Oltre 2.500 imprese, 15 mila musicisti-dipendenti, 5 mila addetti ai lavori (tecnici audio, video, ecc.), manager, discoteche e locali da ballo, etichette editoriali e discografiche indipendenti, di cui nessuno parla. Una filiera di imprese/attività che rappresenta un’importante fetta di cultura popolare e di tradizione, una realtà troppo spesso poco considerata, nonostante capace di creare un indotto non trascurabile. Imprese per la cui gestione sono però oggi necessarie strutture (audio, video, luci, ledwall, ecc.), oltre a mezzi di trasporto (camion, pullman, furgoni, ecc.), per cui gli investimenti sono costanti, con leasing, finanziamenti, ecc. a cui far fronte.

Tutto questo, al fine di mantenere vivo un settore – la musica da ballo – oggi principalmente rappresentato da formazioni orchestrali di vario genere; strutture itineranti che quasi ogni giorno raggiungono locali, eventi di piazza, sagre, fiere, ecc. portando e mantenendo viva appunto una forma di cultura popolare e ricreativa, un aspetto che nella vita ‘normale’ del nostro paese è da sempre stato condiviso da milioni di persone. Siamo una parte creativa della nostra cultura italiana. Da sempre abbiamo il compito di emozionare, di stupire il nostro pubblico, spostandoci in tutta Italia per portare la nostra arte – con la musica da ballo – in tutte le città del Bel Paese dove ci aspettano il pubblico, i nostri fan, le persone che non vedono l’ora di uscire di casa per potersi divertire, per vivere con gioia l’aggregazione e la socializzazione attraverso il ballo.

Record provenienti da una fonte di dati:
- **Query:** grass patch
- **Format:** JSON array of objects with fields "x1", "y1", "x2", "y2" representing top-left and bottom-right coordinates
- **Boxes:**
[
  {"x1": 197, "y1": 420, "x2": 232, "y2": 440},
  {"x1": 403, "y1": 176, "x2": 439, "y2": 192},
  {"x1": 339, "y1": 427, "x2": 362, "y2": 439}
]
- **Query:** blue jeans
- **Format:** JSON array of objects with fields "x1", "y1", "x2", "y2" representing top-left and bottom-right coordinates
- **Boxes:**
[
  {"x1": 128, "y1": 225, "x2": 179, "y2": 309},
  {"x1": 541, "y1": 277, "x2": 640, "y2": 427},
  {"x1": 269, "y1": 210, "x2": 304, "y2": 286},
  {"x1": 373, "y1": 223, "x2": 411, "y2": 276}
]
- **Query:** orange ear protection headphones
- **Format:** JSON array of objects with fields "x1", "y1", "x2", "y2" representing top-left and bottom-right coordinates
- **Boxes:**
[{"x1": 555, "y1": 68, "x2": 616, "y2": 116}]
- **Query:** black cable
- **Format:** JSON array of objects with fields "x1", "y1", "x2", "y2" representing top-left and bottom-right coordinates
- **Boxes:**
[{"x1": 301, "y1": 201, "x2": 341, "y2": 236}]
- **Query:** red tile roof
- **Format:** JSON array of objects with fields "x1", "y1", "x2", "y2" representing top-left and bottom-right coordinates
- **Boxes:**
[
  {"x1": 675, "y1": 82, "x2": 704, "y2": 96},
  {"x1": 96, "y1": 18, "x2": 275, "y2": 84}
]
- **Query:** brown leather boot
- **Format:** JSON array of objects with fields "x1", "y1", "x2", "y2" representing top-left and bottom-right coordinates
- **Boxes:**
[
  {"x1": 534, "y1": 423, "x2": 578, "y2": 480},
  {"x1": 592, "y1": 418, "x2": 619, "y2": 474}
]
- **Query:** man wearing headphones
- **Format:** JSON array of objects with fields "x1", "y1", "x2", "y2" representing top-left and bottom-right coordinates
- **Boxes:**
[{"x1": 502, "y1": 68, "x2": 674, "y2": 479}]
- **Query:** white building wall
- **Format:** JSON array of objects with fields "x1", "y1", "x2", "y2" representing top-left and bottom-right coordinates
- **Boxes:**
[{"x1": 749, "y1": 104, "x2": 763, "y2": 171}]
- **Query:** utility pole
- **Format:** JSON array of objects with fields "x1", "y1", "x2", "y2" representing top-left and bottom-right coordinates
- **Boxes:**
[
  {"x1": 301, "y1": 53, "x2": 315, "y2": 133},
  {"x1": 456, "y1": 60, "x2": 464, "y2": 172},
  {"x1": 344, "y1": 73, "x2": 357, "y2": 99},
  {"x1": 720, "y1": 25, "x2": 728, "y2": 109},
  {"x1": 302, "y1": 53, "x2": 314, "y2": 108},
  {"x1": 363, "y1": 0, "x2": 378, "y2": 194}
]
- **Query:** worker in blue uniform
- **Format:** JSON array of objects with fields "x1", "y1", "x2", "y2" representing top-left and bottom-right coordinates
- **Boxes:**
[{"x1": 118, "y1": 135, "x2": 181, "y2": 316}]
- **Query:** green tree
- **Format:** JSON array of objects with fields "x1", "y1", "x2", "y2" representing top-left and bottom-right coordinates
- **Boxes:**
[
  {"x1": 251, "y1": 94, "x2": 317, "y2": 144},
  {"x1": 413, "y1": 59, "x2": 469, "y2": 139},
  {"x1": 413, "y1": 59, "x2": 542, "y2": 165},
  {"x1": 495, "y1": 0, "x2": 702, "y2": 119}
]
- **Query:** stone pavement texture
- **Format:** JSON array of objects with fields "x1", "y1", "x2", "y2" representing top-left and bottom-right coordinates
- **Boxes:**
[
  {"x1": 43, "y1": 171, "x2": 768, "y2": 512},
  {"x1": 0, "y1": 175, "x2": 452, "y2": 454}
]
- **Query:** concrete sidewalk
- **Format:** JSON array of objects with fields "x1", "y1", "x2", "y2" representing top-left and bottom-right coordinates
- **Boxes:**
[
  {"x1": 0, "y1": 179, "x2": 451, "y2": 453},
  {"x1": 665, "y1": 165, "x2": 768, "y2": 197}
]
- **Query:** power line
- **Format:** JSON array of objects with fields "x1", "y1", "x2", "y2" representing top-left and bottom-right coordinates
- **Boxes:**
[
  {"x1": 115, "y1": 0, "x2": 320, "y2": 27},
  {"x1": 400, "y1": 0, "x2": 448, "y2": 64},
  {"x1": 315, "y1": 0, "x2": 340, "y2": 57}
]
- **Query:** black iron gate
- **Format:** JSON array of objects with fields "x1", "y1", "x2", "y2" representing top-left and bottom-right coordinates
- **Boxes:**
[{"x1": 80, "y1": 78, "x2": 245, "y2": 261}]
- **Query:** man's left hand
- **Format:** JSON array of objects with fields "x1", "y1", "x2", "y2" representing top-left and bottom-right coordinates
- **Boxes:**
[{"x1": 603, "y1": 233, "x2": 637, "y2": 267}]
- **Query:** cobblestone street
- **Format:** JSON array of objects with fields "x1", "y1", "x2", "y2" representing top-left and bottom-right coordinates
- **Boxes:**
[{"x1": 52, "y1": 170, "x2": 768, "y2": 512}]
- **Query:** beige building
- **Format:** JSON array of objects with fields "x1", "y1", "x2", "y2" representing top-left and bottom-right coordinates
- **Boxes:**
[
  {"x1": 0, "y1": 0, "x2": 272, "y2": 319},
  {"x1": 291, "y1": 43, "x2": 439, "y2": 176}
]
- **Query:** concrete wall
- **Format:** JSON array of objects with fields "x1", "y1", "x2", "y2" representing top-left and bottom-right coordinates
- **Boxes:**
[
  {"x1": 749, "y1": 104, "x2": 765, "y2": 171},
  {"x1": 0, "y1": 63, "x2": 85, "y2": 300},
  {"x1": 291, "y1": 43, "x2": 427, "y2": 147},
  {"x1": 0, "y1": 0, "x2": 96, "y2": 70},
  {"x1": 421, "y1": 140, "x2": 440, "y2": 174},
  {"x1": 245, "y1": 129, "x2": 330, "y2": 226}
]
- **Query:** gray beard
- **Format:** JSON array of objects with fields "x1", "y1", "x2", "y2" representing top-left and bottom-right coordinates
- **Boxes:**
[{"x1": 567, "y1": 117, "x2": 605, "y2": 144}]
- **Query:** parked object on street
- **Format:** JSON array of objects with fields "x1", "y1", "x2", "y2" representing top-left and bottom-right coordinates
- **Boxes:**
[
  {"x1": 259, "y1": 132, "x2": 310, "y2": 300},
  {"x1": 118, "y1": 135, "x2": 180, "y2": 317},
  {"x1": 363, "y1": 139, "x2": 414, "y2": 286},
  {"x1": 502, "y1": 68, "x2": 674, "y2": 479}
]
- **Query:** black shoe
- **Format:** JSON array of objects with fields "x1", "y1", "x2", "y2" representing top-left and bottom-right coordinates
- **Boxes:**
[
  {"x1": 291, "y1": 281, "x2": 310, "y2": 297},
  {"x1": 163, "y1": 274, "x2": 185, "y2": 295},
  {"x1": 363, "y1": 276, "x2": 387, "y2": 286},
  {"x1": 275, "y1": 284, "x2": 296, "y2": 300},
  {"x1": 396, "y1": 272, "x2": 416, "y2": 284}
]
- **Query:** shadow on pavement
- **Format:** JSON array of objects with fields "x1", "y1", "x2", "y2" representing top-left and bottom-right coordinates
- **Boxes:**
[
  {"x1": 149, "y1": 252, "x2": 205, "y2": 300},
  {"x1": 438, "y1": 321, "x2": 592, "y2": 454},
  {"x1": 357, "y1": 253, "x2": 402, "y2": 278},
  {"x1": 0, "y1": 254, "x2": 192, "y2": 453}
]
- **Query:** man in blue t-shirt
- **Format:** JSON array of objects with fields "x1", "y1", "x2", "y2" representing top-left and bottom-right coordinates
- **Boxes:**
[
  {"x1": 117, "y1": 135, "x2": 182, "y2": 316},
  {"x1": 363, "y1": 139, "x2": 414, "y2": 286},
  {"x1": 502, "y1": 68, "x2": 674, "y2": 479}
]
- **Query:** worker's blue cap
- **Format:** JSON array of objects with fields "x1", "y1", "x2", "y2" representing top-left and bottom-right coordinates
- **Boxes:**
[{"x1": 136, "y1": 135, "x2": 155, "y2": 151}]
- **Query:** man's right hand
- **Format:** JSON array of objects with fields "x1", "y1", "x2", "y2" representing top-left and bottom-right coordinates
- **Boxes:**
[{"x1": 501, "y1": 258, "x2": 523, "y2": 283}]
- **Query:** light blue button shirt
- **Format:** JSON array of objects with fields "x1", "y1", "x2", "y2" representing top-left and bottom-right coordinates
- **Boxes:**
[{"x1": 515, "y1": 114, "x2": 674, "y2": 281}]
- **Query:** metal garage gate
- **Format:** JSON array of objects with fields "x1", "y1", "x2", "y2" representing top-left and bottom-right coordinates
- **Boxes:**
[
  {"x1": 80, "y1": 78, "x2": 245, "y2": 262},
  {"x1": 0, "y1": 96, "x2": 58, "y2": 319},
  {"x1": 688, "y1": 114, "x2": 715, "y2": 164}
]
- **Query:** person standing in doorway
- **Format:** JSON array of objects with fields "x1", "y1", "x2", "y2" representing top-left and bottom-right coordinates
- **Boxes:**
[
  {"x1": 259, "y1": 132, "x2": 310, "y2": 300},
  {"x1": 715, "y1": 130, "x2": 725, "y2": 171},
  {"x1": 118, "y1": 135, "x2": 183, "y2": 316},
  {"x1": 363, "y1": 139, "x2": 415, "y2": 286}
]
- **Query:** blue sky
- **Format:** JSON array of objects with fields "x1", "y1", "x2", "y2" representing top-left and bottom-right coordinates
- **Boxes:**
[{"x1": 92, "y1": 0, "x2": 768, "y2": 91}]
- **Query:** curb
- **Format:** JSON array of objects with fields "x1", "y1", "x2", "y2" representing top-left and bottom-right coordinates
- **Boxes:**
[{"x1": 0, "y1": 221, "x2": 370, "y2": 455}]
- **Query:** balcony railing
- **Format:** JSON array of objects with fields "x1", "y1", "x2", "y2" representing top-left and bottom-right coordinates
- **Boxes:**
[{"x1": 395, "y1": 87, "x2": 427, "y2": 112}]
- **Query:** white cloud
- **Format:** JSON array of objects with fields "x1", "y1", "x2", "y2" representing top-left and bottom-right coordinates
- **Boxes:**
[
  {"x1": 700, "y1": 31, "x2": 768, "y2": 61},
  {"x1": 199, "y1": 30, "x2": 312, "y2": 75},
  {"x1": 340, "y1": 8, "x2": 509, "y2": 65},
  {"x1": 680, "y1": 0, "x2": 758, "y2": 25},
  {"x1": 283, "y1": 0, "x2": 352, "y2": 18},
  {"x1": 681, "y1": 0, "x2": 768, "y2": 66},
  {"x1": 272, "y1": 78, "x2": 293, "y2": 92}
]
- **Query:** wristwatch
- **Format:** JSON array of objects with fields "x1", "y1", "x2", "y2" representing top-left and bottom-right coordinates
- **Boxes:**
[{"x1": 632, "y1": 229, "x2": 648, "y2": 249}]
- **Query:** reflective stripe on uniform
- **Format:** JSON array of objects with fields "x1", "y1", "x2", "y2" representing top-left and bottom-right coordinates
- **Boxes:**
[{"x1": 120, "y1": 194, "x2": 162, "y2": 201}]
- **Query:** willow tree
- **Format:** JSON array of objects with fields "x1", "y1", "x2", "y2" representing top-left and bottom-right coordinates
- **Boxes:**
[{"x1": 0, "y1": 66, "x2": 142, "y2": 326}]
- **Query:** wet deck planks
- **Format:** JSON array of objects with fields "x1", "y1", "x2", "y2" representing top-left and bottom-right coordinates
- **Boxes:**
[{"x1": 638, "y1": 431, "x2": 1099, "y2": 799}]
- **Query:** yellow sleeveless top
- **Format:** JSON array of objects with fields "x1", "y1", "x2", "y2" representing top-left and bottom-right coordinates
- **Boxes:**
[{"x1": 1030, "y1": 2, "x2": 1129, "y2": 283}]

Cosa fare =
a - Rispondi a queste domande sul testo dedicato alla musica da ballo:
(i) Quanti sono i musicisti-dipendenti indicati?
(ii) Quali mezzi di trasporto vengono elencati?
(iii) Da che cosa è oggi principalmente rappresentato il settore della musica da ballo?
b - Sostituisci "sagre" con "feste patronali" nel passo del testo sulla musica da ballo che comincia con "Tutto questo, al" e prosegue fino a "attraverso il ballo.", poi riporta il passo così modificato.
Per rispondere basta il testo, senza altre fonti.

Soluzioni per compito =
a -
(i) 15 mila.
(ii) Camion, pullman e furgoni.
(iii) Da formazioni orchestrali di vario genere.

b -
Tutto questo, al fine di mantenere vivo un settore – la musica da ballo – oggi principalmente rappresentato da formazioni orchestrali di vario genere; strutture itineranti che quasi ogni giorno raggiungono locali, eventi di piazza, feste patronali, fiere, ecc. portando e mantenendo viva appunto una forma di cultura popolare e ricreativa, un aspetto che nella vita ‘normale’ del nostro paese è da sempre stato condiviso da milioni di persone. Siamo una parte creativa della nostra cultura italiana. Da sempre abbiamo il compito di emozionare, di stupire il nostro pubblico, spostandoci in tutta Italia per portare la nostra arte – con la musica da ballo – in tutte le città del Bel Paese dove ci aspettano il pubblico, i nostri fan, le persone che non vedono l’ora di uscire di casa per potersi divertire, per vivere con gioia l’aggregazione e la socializzazione attraverso il ballo.